**What you are asked to do**
Print word for word everything from the line containing "Would you please identify the white cloud" down to the last of the entries below, both ends included.

(Point annotation dataset entries)

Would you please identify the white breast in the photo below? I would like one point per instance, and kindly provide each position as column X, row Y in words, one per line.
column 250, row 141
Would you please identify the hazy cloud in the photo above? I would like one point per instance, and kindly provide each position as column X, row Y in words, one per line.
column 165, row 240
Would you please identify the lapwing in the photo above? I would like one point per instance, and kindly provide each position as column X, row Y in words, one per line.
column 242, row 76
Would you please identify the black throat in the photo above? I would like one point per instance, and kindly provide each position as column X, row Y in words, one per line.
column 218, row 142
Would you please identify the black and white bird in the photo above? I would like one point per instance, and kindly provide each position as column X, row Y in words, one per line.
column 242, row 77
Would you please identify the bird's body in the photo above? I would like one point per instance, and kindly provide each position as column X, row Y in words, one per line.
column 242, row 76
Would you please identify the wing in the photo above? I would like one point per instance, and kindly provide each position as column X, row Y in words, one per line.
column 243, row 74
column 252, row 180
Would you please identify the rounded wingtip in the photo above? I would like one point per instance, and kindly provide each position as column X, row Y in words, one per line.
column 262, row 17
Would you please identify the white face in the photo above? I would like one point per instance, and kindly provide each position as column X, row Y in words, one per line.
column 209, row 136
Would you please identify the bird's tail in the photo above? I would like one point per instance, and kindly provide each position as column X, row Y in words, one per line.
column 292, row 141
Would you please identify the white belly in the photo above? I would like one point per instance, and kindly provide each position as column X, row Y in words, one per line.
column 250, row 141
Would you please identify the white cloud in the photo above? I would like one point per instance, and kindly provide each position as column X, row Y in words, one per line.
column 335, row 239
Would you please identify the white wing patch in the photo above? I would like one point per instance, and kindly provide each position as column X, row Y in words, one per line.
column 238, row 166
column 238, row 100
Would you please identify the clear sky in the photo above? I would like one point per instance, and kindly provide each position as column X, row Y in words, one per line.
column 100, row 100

**Written solution**
Would you please identify the white cloud in the photo above? I would like one point per instance, and kindly provide each position as column X, row Y in words, one per line.
column 335, row 239
Would you please identify the white wing patch in the photo above? I would like one point per instance, and kindly provide each position as column X, row Y in words, one per line.
column 238, row 166
column 238, row 100
Would you please identify the clear sky in the photo above? I would like one point per instance, and kindly provide each position as column X, row Y in words, one per line.
column 100, row 100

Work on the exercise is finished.